== Material for the task ==
--- START ---

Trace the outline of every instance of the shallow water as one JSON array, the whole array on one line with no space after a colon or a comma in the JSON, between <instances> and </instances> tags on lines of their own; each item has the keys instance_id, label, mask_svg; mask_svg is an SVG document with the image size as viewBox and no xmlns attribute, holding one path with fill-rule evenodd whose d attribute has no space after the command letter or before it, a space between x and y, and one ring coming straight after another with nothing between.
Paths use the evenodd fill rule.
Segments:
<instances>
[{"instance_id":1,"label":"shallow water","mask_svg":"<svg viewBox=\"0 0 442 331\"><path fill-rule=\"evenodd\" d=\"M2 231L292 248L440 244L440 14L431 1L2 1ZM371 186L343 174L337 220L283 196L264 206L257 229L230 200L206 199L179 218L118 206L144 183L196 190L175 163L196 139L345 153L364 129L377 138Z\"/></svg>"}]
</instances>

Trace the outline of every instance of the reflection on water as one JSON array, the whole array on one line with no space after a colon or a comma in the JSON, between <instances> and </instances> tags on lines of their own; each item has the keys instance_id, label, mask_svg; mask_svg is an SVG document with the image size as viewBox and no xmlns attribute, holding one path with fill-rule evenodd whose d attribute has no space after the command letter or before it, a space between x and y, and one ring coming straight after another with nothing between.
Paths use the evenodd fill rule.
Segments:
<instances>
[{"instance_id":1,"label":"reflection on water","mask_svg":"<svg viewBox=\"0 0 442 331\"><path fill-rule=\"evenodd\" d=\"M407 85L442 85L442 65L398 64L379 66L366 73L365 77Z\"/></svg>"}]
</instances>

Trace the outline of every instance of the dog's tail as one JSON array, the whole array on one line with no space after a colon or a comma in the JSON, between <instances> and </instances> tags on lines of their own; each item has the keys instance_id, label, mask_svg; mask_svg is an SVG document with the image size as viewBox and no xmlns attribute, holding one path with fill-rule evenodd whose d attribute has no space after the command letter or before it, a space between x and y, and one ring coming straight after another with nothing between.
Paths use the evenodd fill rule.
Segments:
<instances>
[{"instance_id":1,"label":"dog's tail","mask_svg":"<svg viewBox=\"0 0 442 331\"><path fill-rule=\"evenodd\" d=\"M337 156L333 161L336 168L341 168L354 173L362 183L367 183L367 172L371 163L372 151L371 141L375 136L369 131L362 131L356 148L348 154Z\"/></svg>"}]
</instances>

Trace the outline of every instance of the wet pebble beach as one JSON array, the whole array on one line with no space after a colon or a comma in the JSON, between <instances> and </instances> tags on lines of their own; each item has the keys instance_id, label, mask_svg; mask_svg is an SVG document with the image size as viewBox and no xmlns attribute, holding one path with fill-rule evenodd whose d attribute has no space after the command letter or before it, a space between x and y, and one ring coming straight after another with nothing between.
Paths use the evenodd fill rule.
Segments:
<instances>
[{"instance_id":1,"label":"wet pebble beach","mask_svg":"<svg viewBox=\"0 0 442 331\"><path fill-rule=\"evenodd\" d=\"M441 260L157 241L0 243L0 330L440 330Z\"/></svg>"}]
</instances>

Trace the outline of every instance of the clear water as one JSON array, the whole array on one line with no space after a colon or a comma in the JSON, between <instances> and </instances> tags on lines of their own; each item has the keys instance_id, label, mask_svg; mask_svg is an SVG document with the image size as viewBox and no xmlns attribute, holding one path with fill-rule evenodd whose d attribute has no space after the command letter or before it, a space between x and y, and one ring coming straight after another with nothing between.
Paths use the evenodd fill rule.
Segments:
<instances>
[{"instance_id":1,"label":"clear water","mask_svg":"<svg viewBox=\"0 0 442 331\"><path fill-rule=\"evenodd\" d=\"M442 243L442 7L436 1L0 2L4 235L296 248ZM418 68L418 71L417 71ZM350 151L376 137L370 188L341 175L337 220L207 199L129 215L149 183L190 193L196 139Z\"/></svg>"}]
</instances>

--- END ---

== What is expected ==
Copy out all of the records above word for word, keeping every line as it appears.

== The solution ==
Trace the outline of every instance of the shallow water as one JSON array, the whole array on one line with no space after a colon or a comma in the JSON, between <instances> and </instances> tags on lines of their own; each item has the keys instance_id, label, mask_svg; mask_svg is an SVG document with the image size as viewBox and no xmlns attribute, holding one path with fill-rule evenodd whose d attribute has no space after the command letter or before it, a space between x and y, and one ring coming straight after another with nothing between.
Paths use the evenodd fill rule.
Segments:
<instances>
[{"instance_id":1,"label":"shallow water","mask_svg":"<svg viewBox=\"0 0 442 331\"><path fill-rule=\"evenodd\" d=\"M2 231L292 248L440 244L440 14L431 1L2 1ZM371 186L343 174L337 220L283 196L264 206L257 229L230 200L206 199L179 218L118 206L144 183L196 190L175 163L196 139L345 153L364 129L377 138Z\"/></svg>"}]
</instances>

Trace the outline of every instance of the reflection on water as one JSON array, the whole array on one line with no space after a colon or a comma in the JSON, between <instances> and </instances> tags on lines of their own; each item has the keys instance_id, label, mask_svg; mask_svg is an SVG document with the image size as viewBox and no xmlns attribute, holding one path with fill-rule evenodd whose d attribute has no space after the command letter or before it, a space between x and y, and one ring coming straight after another with nothing between.
Paths use the evenodd fill rule.
Segments:
<instances>
[{"instance_id":1,"label":"reflection on water","mask_svg":"<svg viewBox=\"0 0 442 331\"><path fill-rule=\"evenodd\" d=\"M407 85L442 85L442 65L398 64L379 66L366 73L365 77Z\"/></svg>"}]
</instances>

Trace the outline of every instance of the dog's tail as one JSON array, the whole array on one line with no space after a colon or a comma in the JSON, between <instances> and </instances> tags on lines of their own; each item has the keys instance_id, label, mask_svg; mask_svg is an SVG document with the image size as viewBox and no xmlns attribute, holding one path with fill-rule evenodd whose d attribute has no space after the command letter or before it, a space between x and y, and one ring coming straight after another with nothing between.
Paths use the evenodd fill rule.
Segments:
<instances>
[{"instance_id":1,"label":"dog's tail","mask_svg":"<svg viewBox=\"0 0 442 331\"><path fill-rule=\"evenodd\" d=\"M337 156L333 161L336 168L341 168L354 173L362 183L367 183L367 172L371 163L372 151L371 141L375 136L369 131L362 131L356 148L348 154Z\"/></svg>"}]
</instances>

Trace the outline of every instance of the wet pebble beach as one JSON array, the whole array on one line with no space after a colon or a comma in the JSON, between <instances> and </instances> tags on lines of their own; each item has the keys instance_id, label, mask_svg; mask_svg is an SVG document with the image size as viewBox and no xmlns attribute, holding one path with fill-rule evenodd whose d attribute has no space after the command letter or before it, a space between x and y, and one ring coming straight after another with nothing between.
Paths use the evenodd fill rule.
Segments:
<instances>
[{"instance_id":1,"label":"wet pebble beach","mask_svg":"<svg viewBox=\"0 0 442 331\"><path fill-rule=\"evenodd\" d=\"M441 260L157 241L0 243L0 330L440 330Z\"/></svg>"}]
</instances>

Trace the outline of every instance of the clear water as one JSON array, the whole array on one line with no space after a colon or a comma in the JSON, between <instances> and </instances> tags on lines of their own; each item has the keys instance_id, label, mask_svg; mask_svg is an SVG document with the image size as viewBox and no xmlns attribute, holding one path with fill-rule evenodd whose d attribute has no space after the command letter or before it, a space between x and y, and one ring coming straight after another with nothing between.
Paths use the evenodd fill rule.
Segments:
<instances>
[{"instance_id":1,"label":"clear water","mask_svg":"<svg viewBox=\"0 0 442 331\"><path fill-rule=\"evenodd\" d=\"M442 243L442 7L436 1L0 2L4 235L296 248ZM418 68L418 71L417 71ZM350 151L376 137L370 188L341 175L337 220L207 199L129 215L149 183L190 193L196 139Z\"/></svg>"}]
</instances>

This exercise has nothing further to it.